** Page excerpt **
-----

In the midst of this chaos, Prime Minister Justin Trudeau has said he wants an “immediate ceasefire.” Yet this demand, appealing as it may sound, unwittingly serves Hamas’ interests —  and, in the long term, would exacerbate the conflict — by allowing the terrorist group to re-arm, recover and ultimately repeat the atrocities of Oct. 7, 2023.

Hamas understands the tunnels, besides their tactical utility, present the Israeli military with an awful choice: Attack Hamas fighters directly, thereby endangering civilians who shield them, or effectively let Hamas determine when and where to fight. Israel has made the difficult but correct decision, taking the fight to Hamas on Israel’s terms, even as it tries to minimize harm to Gaza civilians.

What Trudeau doesn’t realize is that Hamas welcomes the loss of civilian lives as a key pillar of its cynical battlefield strategy. Hamas seeks to exploit Jerusalem’s reluctant but necessary willingness to imperil civilians by creating the impression that Israel deliberately seeks wanton bloodshed and destruction. That, in turn, generates international pressure on Israel to accept a permanent ceasefire that ensures Hamas’ survival.

It should thus come as no surprise that Hamas leader Yahya Sinwar has argued, in messages to his ceasefire negotiators exposed by The Wall Street Journal, that civilian casualties in Gaza are “necessary sacrifices.”

By thwarting Jerusalem’s stated objective of destroying Hamas, the terrorist group could plausibly declare victory. As Sinwar put it in another message: “We have the Israelis right where we want them.”

Indeed they would, if Israel were so unwise as to accept Trudeau’s counsel. The prime minister, unlike the Israelis, fails to grasp Hamas’ nihilistic scheme or the long-term consequences of a ceasefire that enables Hamas to live to fight another day. A ceasefire now would simply ensure a bloodier war in the future. And the next round of conflict could follow another all-too-predictable — and all-too-preventable — Hamas massacre of Israeli civilians.

Trudeau once spoke with moral clarity about Oct. 7 and the war it kindled. Canada “reaffirms its support for Israel’s right to defend itself,” Trudeau said on Oct. 8. He added: “To our Israeli friends, Canadians stand with you. The Government of Canada stands ready to support you — our support for the Israeli people is steadfast.”

But not steadfast enough. In the months that followed, Trudeau’s rhetoric became more tentative, calling for Israel’s “maximum restraint.” Earlier this year, the government froze arms exports to Israel. Ottawa subsequently endorsed a ceasefire plan, over Israeli objections, that would have left Hamas intact.

-----

** To be done **
**1)** In the Trudeau ceasefire excerpt, what did Yahya Sinwar call civilian casualties in Gaza?
**2)** Pick up the Trudeau ceasefire excerpt after its final sentence and continue it.

-----

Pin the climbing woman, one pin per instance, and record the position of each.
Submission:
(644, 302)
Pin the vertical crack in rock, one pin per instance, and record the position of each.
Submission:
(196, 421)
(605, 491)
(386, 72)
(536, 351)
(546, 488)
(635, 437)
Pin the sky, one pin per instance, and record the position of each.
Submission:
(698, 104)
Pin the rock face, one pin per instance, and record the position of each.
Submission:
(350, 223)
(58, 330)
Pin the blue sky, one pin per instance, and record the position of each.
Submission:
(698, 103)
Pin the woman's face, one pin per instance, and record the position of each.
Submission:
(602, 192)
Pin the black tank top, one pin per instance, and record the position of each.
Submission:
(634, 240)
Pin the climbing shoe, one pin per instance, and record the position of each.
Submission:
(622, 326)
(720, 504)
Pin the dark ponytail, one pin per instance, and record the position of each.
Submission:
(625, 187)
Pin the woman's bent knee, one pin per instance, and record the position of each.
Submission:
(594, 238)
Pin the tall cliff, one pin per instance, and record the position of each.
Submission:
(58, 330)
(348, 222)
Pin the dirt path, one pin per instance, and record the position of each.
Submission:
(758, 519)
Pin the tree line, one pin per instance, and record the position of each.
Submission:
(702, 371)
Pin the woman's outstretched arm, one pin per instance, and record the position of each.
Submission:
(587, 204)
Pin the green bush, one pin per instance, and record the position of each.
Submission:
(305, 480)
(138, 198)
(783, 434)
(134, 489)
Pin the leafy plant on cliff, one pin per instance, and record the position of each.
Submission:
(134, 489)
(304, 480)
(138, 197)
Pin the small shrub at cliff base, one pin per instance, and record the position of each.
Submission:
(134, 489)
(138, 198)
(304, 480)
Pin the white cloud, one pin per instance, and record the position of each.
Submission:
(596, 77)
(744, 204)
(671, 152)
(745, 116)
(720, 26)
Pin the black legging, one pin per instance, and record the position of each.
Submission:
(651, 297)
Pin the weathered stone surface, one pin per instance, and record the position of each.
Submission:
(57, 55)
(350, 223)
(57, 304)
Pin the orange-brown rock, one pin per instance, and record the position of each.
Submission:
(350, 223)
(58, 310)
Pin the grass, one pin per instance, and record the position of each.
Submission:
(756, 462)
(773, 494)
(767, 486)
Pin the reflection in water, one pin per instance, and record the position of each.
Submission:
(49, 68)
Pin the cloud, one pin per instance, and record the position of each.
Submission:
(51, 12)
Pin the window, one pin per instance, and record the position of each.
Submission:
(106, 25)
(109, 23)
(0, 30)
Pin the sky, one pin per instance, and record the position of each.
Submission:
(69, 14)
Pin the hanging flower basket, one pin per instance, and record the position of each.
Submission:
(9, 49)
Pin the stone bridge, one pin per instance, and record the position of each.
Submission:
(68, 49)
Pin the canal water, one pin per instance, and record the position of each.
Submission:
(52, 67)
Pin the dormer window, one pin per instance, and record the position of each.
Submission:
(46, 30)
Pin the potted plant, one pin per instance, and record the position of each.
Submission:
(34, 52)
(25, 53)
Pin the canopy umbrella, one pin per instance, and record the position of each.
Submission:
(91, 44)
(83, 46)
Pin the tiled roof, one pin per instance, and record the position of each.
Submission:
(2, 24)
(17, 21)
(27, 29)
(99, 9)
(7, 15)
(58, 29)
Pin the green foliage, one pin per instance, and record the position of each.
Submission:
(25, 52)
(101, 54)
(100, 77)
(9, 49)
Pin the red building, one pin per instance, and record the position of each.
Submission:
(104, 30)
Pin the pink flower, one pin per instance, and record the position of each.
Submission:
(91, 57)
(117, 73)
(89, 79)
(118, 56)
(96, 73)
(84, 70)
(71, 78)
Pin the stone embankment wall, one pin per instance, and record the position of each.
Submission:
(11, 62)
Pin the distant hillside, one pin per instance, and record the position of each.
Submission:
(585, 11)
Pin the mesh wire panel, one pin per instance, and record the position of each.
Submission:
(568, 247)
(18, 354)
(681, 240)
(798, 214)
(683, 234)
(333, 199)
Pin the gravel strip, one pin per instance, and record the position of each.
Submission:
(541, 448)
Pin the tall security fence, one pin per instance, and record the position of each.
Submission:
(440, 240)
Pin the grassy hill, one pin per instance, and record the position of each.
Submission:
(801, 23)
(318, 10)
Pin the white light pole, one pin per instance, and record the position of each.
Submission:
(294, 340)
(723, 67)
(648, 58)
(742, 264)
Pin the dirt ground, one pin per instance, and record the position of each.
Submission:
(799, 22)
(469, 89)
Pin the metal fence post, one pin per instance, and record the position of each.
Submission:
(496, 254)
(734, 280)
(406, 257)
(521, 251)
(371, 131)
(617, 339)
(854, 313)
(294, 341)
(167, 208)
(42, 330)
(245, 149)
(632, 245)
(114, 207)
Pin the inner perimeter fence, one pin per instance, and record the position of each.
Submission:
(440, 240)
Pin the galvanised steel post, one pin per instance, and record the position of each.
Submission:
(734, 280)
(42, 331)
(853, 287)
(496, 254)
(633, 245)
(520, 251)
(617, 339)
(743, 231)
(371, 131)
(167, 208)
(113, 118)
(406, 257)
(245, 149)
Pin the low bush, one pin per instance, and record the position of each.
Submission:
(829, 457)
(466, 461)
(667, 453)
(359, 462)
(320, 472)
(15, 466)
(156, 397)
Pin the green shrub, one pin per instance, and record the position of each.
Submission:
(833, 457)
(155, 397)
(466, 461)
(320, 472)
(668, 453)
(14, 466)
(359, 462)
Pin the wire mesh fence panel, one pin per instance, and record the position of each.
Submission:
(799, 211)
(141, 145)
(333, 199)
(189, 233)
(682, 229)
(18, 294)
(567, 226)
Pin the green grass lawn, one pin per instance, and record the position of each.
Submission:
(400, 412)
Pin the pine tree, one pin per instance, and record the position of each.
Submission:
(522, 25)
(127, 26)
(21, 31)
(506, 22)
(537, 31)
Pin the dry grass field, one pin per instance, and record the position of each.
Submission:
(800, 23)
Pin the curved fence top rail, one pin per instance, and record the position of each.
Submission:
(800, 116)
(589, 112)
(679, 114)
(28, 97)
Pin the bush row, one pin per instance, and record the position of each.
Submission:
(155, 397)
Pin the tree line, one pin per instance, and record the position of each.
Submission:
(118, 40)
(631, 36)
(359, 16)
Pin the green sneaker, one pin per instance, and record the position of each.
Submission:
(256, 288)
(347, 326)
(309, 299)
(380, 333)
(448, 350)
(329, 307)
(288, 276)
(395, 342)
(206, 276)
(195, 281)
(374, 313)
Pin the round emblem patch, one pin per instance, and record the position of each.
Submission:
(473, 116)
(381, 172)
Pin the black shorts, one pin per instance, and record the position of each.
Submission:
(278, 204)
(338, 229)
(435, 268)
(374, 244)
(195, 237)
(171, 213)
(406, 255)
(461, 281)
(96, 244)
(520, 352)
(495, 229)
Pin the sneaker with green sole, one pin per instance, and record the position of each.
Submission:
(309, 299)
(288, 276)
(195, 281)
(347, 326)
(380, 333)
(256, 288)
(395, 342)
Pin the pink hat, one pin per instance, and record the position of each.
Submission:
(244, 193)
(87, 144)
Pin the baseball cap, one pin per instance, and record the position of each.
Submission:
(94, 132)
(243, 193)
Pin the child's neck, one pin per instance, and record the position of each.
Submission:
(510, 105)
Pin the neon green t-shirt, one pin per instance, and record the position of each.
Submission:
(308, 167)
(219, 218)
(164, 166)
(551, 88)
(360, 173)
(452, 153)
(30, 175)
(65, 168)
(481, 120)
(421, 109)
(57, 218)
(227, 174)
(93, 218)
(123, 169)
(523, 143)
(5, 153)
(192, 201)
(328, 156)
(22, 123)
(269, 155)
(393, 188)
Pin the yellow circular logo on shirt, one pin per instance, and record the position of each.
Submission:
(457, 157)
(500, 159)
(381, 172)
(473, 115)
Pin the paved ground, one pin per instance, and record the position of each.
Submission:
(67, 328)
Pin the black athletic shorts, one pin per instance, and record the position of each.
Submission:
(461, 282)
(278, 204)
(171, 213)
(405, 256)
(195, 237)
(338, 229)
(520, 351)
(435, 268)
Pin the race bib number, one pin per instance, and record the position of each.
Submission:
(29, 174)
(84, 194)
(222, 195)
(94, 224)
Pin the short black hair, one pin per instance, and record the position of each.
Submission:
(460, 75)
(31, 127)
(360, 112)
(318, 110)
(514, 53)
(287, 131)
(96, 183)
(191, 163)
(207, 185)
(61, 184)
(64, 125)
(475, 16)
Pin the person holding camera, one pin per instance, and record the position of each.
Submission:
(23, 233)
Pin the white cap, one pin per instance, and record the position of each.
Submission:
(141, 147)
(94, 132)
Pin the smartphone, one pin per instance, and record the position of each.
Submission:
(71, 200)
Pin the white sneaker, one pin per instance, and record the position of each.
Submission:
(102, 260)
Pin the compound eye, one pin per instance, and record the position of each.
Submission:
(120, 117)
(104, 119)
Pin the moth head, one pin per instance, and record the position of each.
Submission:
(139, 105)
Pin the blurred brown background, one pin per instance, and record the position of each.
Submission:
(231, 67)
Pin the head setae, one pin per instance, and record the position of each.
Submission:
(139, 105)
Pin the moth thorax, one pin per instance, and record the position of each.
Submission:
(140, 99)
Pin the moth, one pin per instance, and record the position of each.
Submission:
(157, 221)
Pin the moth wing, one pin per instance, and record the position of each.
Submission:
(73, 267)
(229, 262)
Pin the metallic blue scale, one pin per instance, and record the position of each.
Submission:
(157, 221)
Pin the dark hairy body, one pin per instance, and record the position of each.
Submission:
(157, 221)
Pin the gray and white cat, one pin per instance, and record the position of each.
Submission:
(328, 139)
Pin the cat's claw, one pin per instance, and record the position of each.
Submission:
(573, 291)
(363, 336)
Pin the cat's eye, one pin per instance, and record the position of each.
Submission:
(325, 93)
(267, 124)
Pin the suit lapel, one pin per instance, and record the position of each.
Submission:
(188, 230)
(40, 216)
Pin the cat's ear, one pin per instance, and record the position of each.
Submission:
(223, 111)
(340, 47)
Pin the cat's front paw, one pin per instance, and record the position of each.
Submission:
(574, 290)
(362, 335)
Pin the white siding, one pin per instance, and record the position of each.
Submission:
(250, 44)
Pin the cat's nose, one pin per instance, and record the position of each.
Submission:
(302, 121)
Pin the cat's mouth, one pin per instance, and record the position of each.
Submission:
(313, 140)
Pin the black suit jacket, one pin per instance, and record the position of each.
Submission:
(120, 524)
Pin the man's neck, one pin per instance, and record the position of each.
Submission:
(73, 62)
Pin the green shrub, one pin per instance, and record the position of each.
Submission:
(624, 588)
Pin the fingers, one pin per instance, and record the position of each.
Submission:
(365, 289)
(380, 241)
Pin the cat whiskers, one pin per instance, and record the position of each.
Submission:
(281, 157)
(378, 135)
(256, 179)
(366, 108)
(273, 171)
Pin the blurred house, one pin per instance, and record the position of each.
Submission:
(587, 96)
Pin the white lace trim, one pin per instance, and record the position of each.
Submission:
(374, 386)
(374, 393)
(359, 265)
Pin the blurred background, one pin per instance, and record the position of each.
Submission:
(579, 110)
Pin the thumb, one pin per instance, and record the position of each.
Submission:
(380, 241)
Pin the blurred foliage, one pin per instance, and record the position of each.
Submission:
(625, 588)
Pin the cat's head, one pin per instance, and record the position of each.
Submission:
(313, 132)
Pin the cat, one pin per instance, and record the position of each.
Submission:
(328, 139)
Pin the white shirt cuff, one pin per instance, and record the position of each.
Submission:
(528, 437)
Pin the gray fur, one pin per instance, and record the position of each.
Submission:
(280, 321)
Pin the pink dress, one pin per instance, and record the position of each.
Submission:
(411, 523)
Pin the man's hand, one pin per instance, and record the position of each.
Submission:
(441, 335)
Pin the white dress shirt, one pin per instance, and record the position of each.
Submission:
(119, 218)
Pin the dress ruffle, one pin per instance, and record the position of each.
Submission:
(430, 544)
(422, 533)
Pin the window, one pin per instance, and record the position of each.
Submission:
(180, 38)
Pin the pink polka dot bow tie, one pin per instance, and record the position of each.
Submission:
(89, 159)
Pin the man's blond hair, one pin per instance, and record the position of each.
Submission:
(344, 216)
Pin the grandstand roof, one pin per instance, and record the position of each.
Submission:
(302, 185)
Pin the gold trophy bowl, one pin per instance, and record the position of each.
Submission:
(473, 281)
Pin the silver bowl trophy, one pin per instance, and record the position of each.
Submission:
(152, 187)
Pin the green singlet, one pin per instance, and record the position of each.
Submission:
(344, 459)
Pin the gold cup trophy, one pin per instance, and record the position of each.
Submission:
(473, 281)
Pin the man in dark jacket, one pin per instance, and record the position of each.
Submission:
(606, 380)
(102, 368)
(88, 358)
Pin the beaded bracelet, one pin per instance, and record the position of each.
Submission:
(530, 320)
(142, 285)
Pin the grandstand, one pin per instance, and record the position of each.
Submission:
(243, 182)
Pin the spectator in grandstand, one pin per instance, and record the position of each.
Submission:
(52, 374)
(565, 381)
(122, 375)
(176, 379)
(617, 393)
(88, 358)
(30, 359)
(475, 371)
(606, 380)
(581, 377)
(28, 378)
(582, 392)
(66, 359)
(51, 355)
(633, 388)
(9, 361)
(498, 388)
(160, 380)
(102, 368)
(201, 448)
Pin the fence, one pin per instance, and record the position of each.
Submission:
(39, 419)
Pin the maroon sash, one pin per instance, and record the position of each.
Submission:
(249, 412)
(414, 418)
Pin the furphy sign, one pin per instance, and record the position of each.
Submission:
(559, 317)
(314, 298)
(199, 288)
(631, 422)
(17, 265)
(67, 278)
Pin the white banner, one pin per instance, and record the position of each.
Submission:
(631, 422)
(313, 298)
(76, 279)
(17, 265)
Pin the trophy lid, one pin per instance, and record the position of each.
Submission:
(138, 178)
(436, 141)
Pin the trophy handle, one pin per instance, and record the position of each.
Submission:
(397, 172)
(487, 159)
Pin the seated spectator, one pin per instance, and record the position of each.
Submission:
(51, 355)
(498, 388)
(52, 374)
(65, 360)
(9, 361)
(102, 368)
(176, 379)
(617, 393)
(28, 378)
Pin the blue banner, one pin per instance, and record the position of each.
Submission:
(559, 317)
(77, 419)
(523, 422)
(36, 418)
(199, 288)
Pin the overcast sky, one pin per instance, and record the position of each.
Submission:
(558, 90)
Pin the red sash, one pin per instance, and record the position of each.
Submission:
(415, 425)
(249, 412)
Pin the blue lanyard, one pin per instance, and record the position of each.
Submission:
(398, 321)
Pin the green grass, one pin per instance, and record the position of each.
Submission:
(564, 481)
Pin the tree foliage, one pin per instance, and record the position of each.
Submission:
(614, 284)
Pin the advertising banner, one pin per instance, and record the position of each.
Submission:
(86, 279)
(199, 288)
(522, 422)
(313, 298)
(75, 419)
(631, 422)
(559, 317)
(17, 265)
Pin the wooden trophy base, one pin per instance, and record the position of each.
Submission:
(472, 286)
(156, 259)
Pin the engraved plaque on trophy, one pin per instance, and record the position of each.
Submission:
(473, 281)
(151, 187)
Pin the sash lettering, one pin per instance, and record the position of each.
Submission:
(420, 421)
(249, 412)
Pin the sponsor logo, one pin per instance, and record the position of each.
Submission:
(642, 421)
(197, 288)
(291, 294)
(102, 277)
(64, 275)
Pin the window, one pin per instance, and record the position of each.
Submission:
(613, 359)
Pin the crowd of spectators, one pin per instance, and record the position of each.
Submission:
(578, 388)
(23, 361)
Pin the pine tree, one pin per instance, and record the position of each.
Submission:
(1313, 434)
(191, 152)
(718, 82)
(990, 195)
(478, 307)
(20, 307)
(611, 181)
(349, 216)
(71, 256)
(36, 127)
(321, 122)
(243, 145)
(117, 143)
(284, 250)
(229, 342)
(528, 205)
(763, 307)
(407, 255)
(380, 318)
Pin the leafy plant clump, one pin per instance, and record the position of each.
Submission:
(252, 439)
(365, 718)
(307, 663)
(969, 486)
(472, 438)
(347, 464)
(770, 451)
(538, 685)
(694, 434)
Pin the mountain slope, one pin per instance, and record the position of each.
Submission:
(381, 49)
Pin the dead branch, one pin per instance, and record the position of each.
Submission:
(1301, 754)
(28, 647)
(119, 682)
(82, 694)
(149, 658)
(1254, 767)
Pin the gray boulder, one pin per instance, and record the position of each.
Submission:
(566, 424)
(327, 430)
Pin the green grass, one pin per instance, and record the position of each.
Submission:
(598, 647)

-----

** Expected outputs **
**1)** He called them "necessary sacrifices."

**2)**
What changed? It’s hard to say. Politics may have played a role. After all, Trudeau’s earlier support for Israel elicited fierce criticism from segments of a divided Liberal party. But another, and grimmer, possibility presents itself: Hamas’ strategy worked. And that suggests that Trudeau never fully understood Hamas and the strategic implications of its attack on Oct. 7.

In the months since the atrocities, Trudeau has repeatedly emphasized Canada’s support for a two-state solution to the Israeli-Palestinian conflict — and denounced Israeli Prime Minister Benjamin Netanyahu’s opposition to it. Yet Hamas has made clear that it seeks not a Palestinian state in the West Bank and Gaza, but the rise of an Islamist theocracy between the river and the sea — sans Israel. October 7, in Hamas’ eyes, was one stop on its road toward this vision.

Trudeau cannot have it both ways. A successful and peaceful Palestinian state will not emerge so long as Hamas remains in power. If Trudeau aims to put an end to the violence in Gaza and preserve the possibility of a two-state solution, he should support Israel’s campaign to destroy Hamas until it reaches its conclusion. By turning against Israel, Trudeau unwittingly perpetuates the conflict — and lays the groundwork for a bloodier eruption from Gaza’s tunnels.

Tzvi Kahn is a research fellow and senior editor at the Foundation for Defense of Democracies.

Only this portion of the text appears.